Document text:
= = = =

For chromatographic methods, a pump is used to move the sample into a loop on a high pressure injection valve plumbed into the flowpath ahead of a column (Fig. 7, bottom). Solid, liquid, and gas handling modules provide an endless combination of parts to creatively assemble into an analytical sampling system. Difficulties arise in being able to move sample volumes accurately and reproducibly to ensure that the recorded data is useful. Rigorous testing under a variety of reaction conditions (pressurized vs. unpressurized, homogeneous vs. heterogeneous, heated vs. room temperature) must go into demonstrating the validity of a sampling system before any inferences can be drawn from collected reaction data.

In addition to spectroscopic and chromatographic methods, computer vision modules have gained more traction in the synthetic chemistry automation realm in recent years. Pipetting robots such as the Andrew Alliance liquid handling robot rely on machine vision to assess pipet tip positioning and dispense volumes. Our lab has reported the use of computer vision in automated solubility screening, where turbidity (the measure of the cloudiness or haziness of a liquid) can be monitored through the incorporation of a webcam (Fig. 8).¹⁶

Fig. 8 The use of a webcam for computer-vision based turbidity measurement. Reproduced with permission from ref. 15. Copyright 2021 Elsevier.

= = = =

Data supplied:
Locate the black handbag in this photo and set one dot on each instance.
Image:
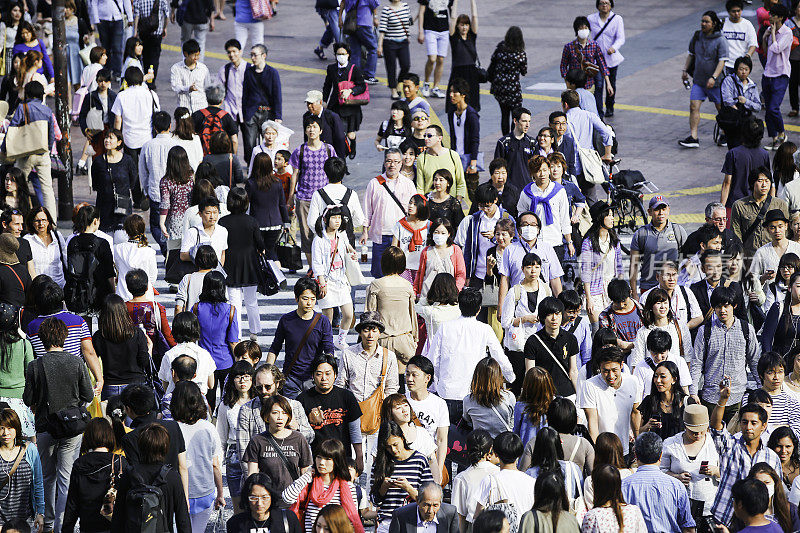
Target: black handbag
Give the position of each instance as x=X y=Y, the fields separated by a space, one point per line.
x=289 y=254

= = = =

The request: In the chemistry automation text, what do pipetting robots such as the Andrew Alliance liquid handling robot use machine vision to assess?

Response for this exercise: Pipet tip positioning and dispense volumes.